── Exercise materials ──

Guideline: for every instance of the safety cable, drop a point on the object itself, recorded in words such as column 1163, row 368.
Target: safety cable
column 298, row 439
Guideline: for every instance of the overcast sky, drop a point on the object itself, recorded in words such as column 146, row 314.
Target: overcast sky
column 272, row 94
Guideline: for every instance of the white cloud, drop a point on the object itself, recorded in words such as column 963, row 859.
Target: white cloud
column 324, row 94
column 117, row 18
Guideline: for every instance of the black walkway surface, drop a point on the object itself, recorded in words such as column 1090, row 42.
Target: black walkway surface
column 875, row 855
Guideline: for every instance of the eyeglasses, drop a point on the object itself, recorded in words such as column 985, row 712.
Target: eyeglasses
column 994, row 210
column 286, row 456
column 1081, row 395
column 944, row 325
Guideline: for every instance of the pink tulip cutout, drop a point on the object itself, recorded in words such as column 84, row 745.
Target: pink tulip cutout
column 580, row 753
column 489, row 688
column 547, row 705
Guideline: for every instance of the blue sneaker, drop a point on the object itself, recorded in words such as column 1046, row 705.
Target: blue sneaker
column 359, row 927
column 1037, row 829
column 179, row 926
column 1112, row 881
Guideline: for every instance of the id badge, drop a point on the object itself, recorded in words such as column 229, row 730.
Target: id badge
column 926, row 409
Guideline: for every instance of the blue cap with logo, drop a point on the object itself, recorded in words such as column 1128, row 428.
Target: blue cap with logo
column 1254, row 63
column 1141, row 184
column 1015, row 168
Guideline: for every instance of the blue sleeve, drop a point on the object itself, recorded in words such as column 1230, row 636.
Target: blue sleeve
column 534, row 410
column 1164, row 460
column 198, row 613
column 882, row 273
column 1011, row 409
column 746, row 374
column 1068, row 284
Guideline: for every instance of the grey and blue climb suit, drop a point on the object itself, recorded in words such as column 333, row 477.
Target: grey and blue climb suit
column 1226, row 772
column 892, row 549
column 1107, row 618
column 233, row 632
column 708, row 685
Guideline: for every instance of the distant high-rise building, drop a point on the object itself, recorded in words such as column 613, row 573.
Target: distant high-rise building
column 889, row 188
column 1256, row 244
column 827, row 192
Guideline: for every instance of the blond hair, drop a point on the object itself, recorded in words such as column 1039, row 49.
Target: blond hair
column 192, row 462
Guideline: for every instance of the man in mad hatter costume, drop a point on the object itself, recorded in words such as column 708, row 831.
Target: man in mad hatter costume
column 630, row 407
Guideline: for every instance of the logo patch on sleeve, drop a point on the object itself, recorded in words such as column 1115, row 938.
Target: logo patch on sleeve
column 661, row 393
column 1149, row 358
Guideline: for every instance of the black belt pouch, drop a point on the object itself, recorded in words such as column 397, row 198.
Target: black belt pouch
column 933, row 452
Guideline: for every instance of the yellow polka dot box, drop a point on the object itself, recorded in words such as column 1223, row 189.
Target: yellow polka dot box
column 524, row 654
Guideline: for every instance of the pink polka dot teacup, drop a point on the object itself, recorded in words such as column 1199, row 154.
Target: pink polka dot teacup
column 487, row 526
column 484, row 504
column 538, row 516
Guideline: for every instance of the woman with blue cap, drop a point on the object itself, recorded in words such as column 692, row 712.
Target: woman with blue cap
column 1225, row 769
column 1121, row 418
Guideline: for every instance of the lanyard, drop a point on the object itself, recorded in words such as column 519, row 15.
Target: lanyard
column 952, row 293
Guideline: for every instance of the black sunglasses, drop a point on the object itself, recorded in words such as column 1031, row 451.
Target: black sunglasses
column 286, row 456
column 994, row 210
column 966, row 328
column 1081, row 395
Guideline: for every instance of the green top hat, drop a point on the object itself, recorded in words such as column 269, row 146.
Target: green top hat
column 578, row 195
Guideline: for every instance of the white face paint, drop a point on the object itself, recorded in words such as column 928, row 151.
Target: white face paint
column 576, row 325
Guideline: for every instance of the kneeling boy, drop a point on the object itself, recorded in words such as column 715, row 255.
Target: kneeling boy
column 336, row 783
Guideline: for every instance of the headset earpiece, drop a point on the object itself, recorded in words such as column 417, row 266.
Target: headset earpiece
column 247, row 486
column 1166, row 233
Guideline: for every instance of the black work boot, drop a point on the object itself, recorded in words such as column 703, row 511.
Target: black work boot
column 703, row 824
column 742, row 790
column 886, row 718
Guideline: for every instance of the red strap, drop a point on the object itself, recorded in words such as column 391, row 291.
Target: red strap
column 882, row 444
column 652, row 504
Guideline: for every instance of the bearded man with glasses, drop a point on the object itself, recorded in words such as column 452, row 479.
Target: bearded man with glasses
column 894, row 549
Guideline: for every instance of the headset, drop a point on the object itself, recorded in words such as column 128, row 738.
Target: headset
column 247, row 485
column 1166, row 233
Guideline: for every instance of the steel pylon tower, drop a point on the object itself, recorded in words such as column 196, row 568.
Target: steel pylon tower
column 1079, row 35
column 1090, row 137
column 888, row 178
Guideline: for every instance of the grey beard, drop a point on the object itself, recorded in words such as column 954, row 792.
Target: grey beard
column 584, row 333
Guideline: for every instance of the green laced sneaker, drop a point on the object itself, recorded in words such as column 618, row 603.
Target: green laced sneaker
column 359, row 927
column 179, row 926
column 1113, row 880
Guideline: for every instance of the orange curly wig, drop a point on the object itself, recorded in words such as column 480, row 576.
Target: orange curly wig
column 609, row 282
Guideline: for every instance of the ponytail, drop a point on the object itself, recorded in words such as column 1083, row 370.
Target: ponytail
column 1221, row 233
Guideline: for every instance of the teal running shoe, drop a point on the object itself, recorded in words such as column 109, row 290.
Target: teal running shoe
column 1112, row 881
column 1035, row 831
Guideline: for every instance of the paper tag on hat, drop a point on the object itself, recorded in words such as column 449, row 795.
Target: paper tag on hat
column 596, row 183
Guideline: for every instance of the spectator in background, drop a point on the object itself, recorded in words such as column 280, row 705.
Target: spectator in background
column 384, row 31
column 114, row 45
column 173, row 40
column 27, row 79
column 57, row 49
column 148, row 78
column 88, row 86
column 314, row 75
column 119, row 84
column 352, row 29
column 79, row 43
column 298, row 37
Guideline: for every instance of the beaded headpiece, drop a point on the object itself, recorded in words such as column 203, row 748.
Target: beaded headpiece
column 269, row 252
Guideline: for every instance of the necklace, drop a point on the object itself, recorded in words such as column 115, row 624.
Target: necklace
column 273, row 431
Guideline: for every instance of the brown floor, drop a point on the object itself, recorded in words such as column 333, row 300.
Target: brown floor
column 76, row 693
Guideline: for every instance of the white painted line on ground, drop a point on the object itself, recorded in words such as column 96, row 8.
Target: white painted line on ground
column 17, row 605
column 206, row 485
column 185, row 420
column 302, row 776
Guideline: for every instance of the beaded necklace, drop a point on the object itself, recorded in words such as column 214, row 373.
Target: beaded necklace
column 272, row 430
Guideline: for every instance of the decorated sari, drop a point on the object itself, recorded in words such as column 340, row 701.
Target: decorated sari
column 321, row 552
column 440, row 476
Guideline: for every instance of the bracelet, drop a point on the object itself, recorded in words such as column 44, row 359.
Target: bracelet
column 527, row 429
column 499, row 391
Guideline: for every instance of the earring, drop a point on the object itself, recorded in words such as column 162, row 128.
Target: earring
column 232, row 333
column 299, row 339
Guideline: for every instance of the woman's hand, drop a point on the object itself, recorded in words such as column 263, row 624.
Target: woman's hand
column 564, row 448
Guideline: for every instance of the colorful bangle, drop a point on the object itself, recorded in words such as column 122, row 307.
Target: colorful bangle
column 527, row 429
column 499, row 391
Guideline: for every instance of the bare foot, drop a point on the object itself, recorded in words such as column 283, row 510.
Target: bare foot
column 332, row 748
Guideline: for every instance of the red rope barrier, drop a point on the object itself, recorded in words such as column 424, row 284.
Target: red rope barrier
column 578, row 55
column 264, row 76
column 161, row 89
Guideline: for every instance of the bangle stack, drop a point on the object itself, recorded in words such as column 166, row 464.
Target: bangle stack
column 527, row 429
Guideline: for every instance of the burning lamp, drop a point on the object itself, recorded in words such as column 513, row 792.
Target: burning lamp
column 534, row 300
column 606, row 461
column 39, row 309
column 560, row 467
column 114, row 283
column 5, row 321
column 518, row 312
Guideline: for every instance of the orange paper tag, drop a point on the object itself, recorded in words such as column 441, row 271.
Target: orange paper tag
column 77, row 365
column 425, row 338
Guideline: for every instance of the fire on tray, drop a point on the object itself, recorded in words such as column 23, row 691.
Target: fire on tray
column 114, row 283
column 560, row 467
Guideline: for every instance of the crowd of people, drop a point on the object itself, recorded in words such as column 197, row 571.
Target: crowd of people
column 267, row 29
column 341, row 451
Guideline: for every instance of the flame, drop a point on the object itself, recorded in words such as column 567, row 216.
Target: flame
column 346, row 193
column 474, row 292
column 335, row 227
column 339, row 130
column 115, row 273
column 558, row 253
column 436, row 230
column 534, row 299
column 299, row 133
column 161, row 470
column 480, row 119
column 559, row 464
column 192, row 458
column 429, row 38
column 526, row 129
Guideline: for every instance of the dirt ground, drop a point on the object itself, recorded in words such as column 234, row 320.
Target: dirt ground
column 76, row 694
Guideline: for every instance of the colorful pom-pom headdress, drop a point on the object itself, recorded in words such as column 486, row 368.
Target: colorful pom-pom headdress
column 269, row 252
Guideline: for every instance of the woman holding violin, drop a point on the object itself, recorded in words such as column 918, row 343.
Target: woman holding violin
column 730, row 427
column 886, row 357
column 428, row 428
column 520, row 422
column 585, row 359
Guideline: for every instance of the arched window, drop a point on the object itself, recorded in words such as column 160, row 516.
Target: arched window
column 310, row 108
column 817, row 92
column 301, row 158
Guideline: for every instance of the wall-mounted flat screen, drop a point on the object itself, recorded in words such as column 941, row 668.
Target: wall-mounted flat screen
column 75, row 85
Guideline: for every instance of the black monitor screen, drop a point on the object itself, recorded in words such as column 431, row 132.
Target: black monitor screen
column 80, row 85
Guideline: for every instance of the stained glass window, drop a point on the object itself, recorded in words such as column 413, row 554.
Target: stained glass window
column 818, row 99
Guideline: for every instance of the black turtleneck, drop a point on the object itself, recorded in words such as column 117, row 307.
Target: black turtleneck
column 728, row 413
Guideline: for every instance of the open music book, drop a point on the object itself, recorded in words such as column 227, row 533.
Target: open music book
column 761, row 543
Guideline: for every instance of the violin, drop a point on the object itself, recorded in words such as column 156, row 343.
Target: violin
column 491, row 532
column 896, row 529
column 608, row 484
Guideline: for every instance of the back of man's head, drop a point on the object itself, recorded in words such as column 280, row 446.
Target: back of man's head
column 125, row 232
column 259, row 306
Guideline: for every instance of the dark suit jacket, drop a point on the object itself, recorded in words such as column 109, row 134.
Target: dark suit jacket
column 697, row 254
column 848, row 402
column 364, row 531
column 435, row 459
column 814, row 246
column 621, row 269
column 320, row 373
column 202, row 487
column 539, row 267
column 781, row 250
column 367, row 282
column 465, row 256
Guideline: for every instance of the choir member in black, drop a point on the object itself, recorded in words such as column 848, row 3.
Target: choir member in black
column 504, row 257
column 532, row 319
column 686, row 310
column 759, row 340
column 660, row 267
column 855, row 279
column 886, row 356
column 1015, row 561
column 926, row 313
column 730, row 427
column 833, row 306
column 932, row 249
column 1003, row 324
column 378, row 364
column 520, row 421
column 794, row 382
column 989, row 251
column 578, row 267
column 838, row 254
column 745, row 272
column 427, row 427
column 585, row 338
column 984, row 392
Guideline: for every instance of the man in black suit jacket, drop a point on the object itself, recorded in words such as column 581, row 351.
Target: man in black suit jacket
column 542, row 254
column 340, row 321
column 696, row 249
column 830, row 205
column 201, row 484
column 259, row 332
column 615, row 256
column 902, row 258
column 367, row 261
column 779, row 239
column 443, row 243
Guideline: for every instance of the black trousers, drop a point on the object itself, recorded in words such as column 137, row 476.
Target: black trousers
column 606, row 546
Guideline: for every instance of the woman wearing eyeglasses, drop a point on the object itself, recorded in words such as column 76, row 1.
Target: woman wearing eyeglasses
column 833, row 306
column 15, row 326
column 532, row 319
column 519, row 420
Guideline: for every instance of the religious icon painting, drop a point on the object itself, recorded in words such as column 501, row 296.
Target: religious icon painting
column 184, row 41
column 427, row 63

───

- Task statement: Restate, word for word and with nothing added, the lines from the first line of the listing through the one where "Guideline: for every instance of the blue cap" stands.

- Answer for the task:
Guideline: for every instance of the safety cable, drop a point on the object itself, recorded in words such as column 1163, row 368.
Target: safety cable
column 298, row 439
Guideline: for every instance of the overcast sky, drop a point on the object itself, recorded in words such as column 146, row 314.
Target: overcast sky
column 272, row 94
Guideline: for every instance of the white cloud, drop a point on the object itself, recorded in words such as column 963, row 859.
Target: white cloud
column 324, row 94
column 117, row 18
Guideline: for every instance of the black walkway surface, drop a point on the object itself, recorded in words such as column 1090, row 42.
Target: black walkway surface
column 875, row 855
Guideline: for every instance of the eyeglasses, drop a point on the object itself, recorded in words such as column 985, row 712.
Target: eyeglasses
column 994, row 210
column 286, row 456
column 1081, row 395
column 944, row 325
Guideline: for every instance of the pink tulip cutout, drop a point on the object itself, recorded in words such as column 84, row 745.
Target: pink tulip cutout
column 580, row 753
column 489, row 688
column 547, row 705
Guideline: for every instance of the blue sneaker, drop a point on the object itself, recorded in words such as column 1046, row 705.
Target: blue sneaker
column 359, row 927
column 1037, row 829
column 179, row 926
column 1112, row 881
Guideline: for every instance of the id badge, drop a point on the object itself, recorded in words such as column 229, row 730.
Target: id badge
column 926, row 409
Guideline: for every instance of the blue cap with logo, drop a point on the object itself, recorded in words such as column 1128, row 428.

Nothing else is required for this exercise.